# Entries start

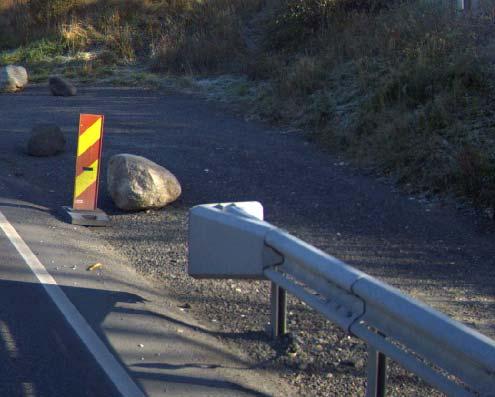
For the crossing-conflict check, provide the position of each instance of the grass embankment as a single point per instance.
(403, 86)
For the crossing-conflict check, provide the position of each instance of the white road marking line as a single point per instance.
(117, 374)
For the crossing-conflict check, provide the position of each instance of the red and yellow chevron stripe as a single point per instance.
(89, 147)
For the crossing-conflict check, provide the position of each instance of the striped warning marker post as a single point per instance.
(84, 209)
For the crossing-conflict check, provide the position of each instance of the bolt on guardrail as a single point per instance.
(227, 241)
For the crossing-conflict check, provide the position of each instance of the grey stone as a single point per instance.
(46, 140)
(61, 87)
(13, 78)
(136, 183)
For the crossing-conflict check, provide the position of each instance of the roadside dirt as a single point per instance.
(429, 248)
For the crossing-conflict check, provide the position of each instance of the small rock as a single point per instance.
(61, 87)
(46, 140)
(13, 78)
(347, 363)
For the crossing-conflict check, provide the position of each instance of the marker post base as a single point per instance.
(86, 217)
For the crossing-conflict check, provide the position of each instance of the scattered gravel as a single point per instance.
(428, 248)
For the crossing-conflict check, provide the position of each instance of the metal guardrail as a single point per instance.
(446, 354)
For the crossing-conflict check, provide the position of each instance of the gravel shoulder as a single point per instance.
(429, 248)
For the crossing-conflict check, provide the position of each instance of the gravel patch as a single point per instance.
(429, 248)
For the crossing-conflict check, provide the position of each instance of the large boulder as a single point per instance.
(46, 140)
(136, 183)
(13, 78)
(61, 87)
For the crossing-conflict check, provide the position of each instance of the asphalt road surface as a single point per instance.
(427, 248)
(68, 331)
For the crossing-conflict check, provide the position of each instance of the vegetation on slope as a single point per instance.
(405, 86)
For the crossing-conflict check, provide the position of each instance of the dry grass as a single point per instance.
(401, 85)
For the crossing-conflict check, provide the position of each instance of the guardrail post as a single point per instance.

# Entries end

Exercise aim – Write out every one of the records above word for word, omitting the pictures.

Final answer –
For the crossing-conflict check, provide the position of each instance of the grass embankment as a single point per instance.
(403, 86)
For the crossing-conflict check, provide the position of each instance of the white road marking line as a single point per instance.
(117, 374)
For the crossing-conflict check, provide the position of each instance of the red and yellow chevron stripe as a single point per instance.
(89, 147)
For the crossing-conflict check, provide the position of each instance of the striped warning marker post as a single point per instance.
(84, 209)
For the crossing-conflict check, provide the position of each instance of the bolt on guardrail as a single point per instance.
(227, 241)
For the crossing-conflict check, provide the position of each instance of the grey stone as a single point per instance.
(46, 140)
(61, 87)
(13, 78)
(136, 183)
For the crossing-conflict check, provide the position of each instance of the roadside dirt as a single point per instance.
(429, 248)
For the crossing-conflict check, provide the position of each instance of the small rock as a single point per instance.
(61, 87)
(46, 140)
(13, 78)
(347, 363)
For the crossing-conflict check, provide the position of each instance of the marker post base as a single point per instance.
(86, 217)
For the crossing-conflict check, provide the position of each instance of the scattered gravel as a single point per instance.
(428, 248)
For the crossing-conflict check, provide the position of each instance of the metal guardrail as a single point per instance.
(446, 354)
For the crossing-conflict check, provide the position of each instance of the gravel shoulder as a single point per instance.
(429, 248)
For the crossing-conflict check, provide the position of each instance of the gravel patch as a single point per instance.
(429, 248)
For the crossing-conflict check, provide the position of each instance of the large boulder as a single point per instance.
(46, 140)
(136, 183)
(13, 78)
(61, 87)
For the crossing-conflict check, provide the position of each instance of the asphalt road surface as a single point per instance.
(427, 248)
(68, 331)
For the crossing-conflict check, provide the position of each instance of the vegetation on slope as a single point per instance.
(405, 86)
For the crossing-conflict check, provide the position of each instance of the dry grass as a single point per instance.
(401, 85)
For the crossing-conflict check, provide the position of each instance of the guardrail post as a single point per instance.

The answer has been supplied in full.